───── Vorgegebener Text

Ich nenne dazu als Stichworte
• erstens die Aussetzung der Wehrpflicht,
• zweitens eine Reform der Krankenversicherung, die erste Ansätze einer Entkoppelung von Gesundheitsfinanzierung und Arbeitskosten enthält,
• drittens die an den Vermittlungsausschuss überwiesene Neuregelung von Hartz IV, die Kindern mehr Bildungs- und Teilhabemöglichkeiten verschafft und damit stärker auf eine aktivierende Sozialpolitik setzt,
• viertens die Vorlage eines Energiekonzeptes mit einer Verlängerung der Restlaufzeit der Atomkraftwerke und
• fünftens das Sparpaket zur Haushaltskonsolidierung.
Trotz konjunktureller Steuermehreinnahmen halte ich es für zwingend, der Haushaltskonsolidierung weiterhin Priorität einzuräumen. Schulden zu begrenzen bedeutet aber nicht zwangsläufig, sich jeglicher Steuerreform zu enthalten. Der sogenannte „Mittelstandsbauch“ und die „kalte Progression“ gehören eliminiert. Nachdrücklich plädiere ich vor allem für eine spürbare Steuervereinfachung. Hiermit kann auch ein wesentlicher Beitrag zum Bürokratieabbau geleistet werden. Dieser darf sich aber nicht in erster Linie auf die Finanzverwaltung beziehen, sondern muss vor allem die Perspektive des Bürgers und der Unternehmen im Auge behalten.
Hier ein Beispiel dafür, wie es nicht sein darf: 2008 regelte der Gesetzgeber die elektronische Übermittlung von Bilanzen im Steuerbürokratieabbaugesetz. Der Name ist schon schlimm! Schlimmer ist, dass sich die aktuell geplante Umsetzung für die Wirtschaft in das genaue Gegenteil verkehrt. Die Finanzverwaltung fordert nämlich jetzt deutlich mehr Angaben als gesetzlich vorgeschrieben. Ihr Umfang wird, wenn es so kommt, um sage und schreibe fast 700 Prozent steigen. Mit unseren Protesten haben wir zunächst die Verschiebung der Regelungen um ein Jahr erreicht.

──────────
───── Datensatzauszüge

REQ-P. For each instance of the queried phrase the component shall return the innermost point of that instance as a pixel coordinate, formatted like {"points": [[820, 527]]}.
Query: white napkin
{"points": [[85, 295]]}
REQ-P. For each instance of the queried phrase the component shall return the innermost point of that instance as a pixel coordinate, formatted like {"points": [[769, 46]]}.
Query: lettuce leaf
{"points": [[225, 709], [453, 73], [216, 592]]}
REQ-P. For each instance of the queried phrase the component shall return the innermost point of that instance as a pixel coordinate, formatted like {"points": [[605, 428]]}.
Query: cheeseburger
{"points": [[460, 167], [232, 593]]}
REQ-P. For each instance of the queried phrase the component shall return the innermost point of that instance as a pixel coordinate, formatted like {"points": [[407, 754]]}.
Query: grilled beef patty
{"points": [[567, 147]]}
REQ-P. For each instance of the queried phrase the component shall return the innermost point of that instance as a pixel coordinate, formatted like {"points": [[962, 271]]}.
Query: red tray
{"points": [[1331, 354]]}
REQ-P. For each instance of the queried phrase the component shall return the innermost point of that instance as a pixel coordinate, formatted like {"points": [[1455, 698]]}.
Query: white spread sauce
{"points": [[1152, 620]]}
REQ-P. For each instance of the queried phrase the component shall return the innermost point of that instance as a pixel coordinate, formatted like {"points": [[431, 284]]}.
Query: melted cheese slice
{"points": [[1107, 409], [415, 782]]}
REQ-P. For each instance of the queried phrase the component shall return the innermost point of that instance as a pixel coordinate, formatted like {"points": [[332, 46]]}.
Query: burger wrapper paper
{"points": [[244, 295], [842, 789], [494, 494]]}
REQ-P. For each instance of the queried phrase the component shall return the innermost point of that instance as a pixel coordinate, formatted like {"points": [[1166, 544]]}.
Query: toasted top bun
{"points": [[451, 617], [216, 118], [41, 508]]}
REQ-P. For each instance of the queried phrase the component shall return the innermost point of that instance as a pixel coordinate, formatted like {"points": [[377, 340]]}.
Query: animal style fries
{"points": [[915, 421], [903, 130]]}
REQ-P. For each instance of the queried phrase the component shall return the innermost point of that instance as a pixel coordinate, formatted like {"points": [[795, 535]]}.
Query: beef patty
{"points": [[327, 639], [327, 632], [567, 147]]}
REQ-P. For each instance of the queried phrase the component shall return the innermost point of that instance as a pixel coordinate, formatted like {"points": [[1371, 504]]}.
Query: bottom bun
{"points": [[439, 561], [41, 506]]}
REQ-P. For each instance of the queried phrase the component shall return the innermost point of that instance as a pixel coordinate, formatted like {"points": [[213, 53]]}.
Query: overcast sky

──────────

- Zu bearbeitende Aufgaben -
a) Was wurde laut dem Text zur Steuerpolitik mit den Protesten zunächst erreicht?
b) Führen Sie den Text zur Steuerpolitik im Anschluss an seinen letzten Satz weiter.

- Lösungen -
a) Die Regelungen wurden um ein Jahr verschoben.

b)
Diese Zeit muss genutzt werden, um überzogene Bürokratie wieder zurückzudrehen, sonst bewahrheitet sich einmal mehr die Tatsache: „Das Paragrafenzeichen allein sieht schon aus wie ein Folterwerkzeug.“
In die richtige Richtung weisen die energiepolitischen Beschlüsse der Bundesregierung. Als Hamburger Wirtschaft setzen wir auf einen breiten Energiemix, der den Ausbau der erneuerbaren Energien, aber auch den Neubau von konventionellen hocheffizienten, umweltfreundlichen Kraftwerken und die notwendige Verlängerung der Laufzeit von Kernkraftwerken umfasst. Nur so können wir Versorgungssicherheit, wettbewerbsfähige Preise und unsere Klimaziele erreichen.
In der kürzlich von uns vorgelegten Kraftwerkslandkarte für Norddeutschland haben wir nachgewiesen, dass uns die Verlängerung der Laufzeiten von Kernkraftwerken die notwendige Zeit gibt, um den erforderlichen Ausbau der Erneuerbaren Energien voranzutreiben. Ansonsten drohen insbesondere der norddeutschen Wirtschaft Versorgungsunsicherheiten ab 2020. Mit dem Kraftwerk Moorburg entsteht das weltweit modernste Kohlekraftwerk hier in Hamburg mit einem unübertroffenen Wirkungsgrad von 61 Prozent, – wenn, ja wenn ein Anschluss an das Fernwärmenetz erfolgt, womit dann immerhin 50.000 Hamburger Wohnungen beheizt werden können. Es wäre ein Schildbürgerstreich, ja, eine gravierende Umweltsünde, dies nicht zu tun. Es ist deshalb überhaupt nicht nachvollziehbar, dass die Nutzung des Kraftwerks als Fernwärmelieferant ausgerechnet von grüner Seite bekämpft wird.
Zur Frage der künftigen Eigentümerschaft der hiesigen Energienetze hat sich unsere Handelskammer bereits mehrfach klar geäußert. Aus unserer Sicht wäre die Übernahme der Netze durch die Freie und Hansestadt zwar eine in Frage kommende Möglichkeit, sie darf allerdings nicht zum Selbstzweck stilisiert werden. So wie es für mich momentan aussieht, würde der Aufwand in dieser Sache die Erträge übersteigen.
Denn angesichts eines durch die Bundesnetzagentur überwachten freien und fairen Netzzugangs kann ich nicht erkennen, worin der Vorteil liegen soll, dass die Stadt Milliarden, die sie nicht hat, für den Erwerb der Energienetze ausgeben will. Das wäre ein finanzpolitisches Hasardeurspiel.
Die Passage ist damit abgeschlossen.